++++ Material provided ++++

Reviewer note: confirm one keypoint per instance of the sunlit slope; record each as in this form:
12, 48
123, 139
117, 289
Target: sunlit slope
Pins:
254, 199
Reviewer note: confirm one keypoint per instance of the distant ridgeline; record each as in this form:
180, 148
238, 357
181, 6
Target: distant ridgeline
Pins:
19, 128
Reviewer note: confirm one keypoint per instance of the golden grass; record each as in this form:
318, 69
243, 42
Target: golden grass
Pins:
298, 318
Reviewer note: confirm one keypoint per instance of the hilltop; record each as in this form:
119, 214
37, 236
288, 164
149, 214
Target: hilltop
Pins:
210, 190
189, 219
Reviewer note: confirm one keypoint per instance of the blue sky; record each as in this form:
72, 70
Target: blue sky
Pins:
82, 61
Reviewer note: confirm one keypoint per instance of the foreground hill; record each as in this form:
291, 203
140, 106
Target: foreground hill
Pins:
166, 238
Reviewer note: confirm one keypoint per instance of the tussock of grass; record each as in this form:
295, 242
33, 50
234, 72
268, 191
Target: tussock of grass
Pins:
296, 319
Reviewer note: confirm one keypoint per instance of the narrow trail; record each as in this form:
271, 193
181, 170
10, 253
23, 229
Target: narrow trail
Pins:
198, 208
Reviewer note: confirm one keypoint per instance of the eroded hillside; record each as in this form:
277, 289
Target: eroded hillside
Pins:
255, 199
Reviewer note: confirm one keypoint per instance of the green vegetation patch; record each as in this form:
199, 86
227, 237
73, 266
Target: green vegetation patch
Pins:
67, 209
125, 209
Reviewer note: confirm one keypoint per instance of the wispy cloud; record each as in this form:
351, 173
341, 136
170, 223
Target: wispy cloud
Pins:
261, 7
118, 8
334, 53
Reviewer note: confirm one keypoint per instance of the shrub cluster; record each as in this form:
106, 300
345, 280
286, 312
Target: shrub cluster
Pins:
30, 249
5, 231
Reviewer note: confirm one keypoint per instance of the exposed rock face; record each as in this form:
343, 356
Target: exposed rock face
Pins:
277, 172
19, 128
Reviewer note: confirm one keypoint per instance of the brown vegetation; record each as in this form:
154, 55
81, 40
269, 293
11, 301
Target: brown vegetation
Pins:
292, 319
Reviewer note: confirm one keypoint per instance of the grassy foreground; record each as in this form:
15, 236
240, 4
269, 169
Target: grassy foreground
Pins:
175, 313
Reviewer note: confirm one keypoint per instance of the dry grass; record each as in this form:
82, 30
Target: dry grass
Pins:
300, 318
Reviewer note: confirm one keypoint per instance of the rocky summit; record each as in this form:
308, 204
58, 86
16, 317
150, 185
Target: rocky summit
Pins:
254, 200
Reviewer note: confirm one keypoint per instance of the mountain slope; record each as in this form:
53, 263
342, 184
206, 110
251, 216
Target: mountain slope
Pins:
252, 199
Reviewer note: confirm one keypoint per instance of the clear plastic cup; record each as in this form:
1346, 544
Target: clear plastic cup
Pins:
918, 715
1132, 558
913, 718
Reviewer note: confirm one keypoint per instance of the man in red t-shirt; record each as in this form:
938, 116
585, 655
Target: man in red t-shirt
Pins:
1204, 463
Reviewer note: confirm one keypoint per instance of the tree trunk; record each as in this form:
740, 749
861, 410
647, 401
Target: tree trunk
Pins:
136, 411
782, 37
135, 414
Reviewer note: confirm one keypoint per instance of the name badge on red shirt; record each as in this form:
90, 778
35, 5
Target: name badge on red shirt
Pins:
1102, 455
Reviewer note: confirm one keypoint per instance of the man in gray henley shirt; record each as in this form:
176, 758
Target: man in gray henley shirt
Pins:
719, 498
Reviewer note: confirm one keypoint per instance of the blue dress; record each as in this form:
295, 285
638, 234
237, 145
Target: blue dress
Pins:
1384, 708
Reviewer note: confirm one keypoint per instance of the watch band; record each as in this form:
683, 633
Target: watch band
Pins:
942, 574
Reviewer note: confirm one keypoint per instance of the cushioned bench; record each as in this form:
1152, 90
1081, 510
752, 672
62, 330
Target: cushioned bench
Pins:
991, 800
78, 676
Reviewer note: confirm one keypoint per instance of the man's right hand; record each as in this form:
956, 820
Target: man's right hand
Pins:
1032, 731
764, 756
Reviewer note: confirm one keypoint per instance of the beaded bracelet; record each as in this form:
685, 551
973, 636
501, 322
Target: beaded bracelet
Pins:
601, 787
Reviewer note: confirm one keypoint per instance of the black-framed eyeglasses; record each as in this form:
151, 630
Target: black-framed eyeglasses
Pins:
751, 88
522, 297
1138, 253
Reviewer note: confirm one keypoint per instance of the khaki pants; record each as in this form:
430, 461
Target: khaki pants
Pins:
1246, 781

++++

Answer with a single number: the count of lines in the records that contain "vegetation".

Reply ▸
4